Records for the exercise
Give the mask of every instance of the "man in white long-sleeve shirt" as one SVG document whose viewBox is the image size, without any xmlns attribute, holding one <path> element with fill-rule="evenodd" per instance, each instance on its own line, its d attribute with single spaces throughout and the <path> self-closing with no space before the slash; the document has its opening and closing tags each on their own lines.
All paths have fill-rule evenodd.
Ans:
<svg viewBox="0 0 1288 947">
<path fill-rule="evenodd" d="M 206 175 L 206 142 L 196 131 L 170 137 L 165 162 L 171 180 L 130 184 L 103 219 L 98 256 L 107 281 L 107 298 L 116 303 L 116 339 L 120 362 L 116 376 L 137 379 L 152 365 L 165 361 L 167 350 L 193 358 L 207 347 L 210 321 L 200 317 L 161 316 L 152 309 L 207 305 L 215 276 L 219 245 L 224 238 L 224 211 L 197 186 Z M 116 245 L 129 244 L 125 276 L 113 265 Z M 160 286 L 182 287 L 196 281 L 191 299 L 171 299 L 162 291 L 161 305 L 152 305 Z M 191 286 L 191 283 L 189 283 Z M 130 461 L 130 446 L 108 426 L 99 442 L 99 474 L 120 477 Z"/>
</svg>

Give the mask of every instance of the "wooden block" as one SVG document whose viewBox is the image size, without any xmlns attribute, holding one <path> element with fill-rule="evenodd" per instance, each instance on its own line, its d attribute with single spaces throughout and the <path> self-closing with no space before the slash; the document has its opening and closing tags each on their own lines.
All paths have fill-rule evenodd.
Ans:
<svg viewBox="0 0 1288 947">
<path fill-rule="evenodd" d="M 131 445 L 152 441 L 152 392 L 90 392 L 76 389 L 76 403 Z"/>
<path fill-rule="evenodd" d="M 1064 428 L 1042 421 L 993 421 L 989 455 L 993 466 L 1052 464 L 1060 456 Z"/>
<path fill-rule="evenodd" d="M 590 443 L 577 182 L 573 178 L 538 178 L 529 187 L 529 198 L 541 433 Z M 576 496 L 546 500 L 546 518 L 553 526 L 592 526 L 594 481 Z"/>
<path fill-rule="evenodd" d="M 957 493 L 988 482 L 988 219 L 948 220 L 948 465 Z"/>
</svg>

What the task requires
Retype the records above exactly.

Response
Give the mask of every instance of the "man in white long-sleeve shirt" as one SVG document whose viewBox is the image size, without any xmlns attribute, holding one <path> element with fill-rule="evenodd" per instance, each instance on its own line, its d attribute with single spaces throughout and the <path> self-closing with no space before the slash; the document has its opening and closing tags each on their own lines.
All paths have fill-rule evenodd.
Ans:
<svg viewBox="0 0 1288 947">
<path fill-rule="evenodd" d="M 206 175 L 206 142 L 196 131 L 170 137 L 165 162 L 171 180 L 130 184 L 103 219 L 98 256 L 107 281 L 107 298 L 116 303 L 116 339 L 120 362 L 116 376 L 137 379 L 152 365 L 165 361 L 167 350 L 193 358 L 207 347 L 210 321 L 200 317 L 161 316 L 152 309 L 207 305 L 215 276 L 219 245 L 224 238 L 224 211 L 197 186 Z M 116 245 L 129 244 L 125 276 L 113 265 Z M 160 286 L 182 287 L 196 281 L 191 299 L 171 299 L 162 291 L 161 305 L 152 305 Z M 191 286 L 191 283 L 189 283 Z M 130 461 L 130 446 L 108 426 L 99 442 L 99 474 L 120 477 Z"/>
</svg>

Give the mask of every instance of the "wooden block" as one SVG document whose viewBox is the image size, without any xmlns attribute, holding one <path> element with fill-rule="evenodd" per instance, each instance on its own line, its d attribute with single spaces throughout and the <path> self-closing with no space before the slash; the document has its opening and closing tags each on their own lines.
All paths have fill-rule evenodd.
Ans:
<svg viewBox="0 0 1288 947">
<path fill-rule="evenodd" d="M 131 445 L 152 441 L 152 392 L 90 392 L 76 389 L 76 403 Z"/>
<path fill-rule="evenodd" d="M 1064 428 L 1042 421 L 993 421 L 989 455 L 993 466 L 1052 464 L 1060 456 Z"/>
<path fill-rule="evenodd" d="M 590 443 L 577 182 L 573 178 L 538 178 L 529 187 L 529 198 L 541 433 Z M 576 496 L 546 500 L 546 518 L 553 526 L 592 526 L 594 481 Z"/>
<path fill-rule="evenodd" d="M 957 493 L 988 482 L 988 219 L 948 220 L 948 465 Z"/>
</svg>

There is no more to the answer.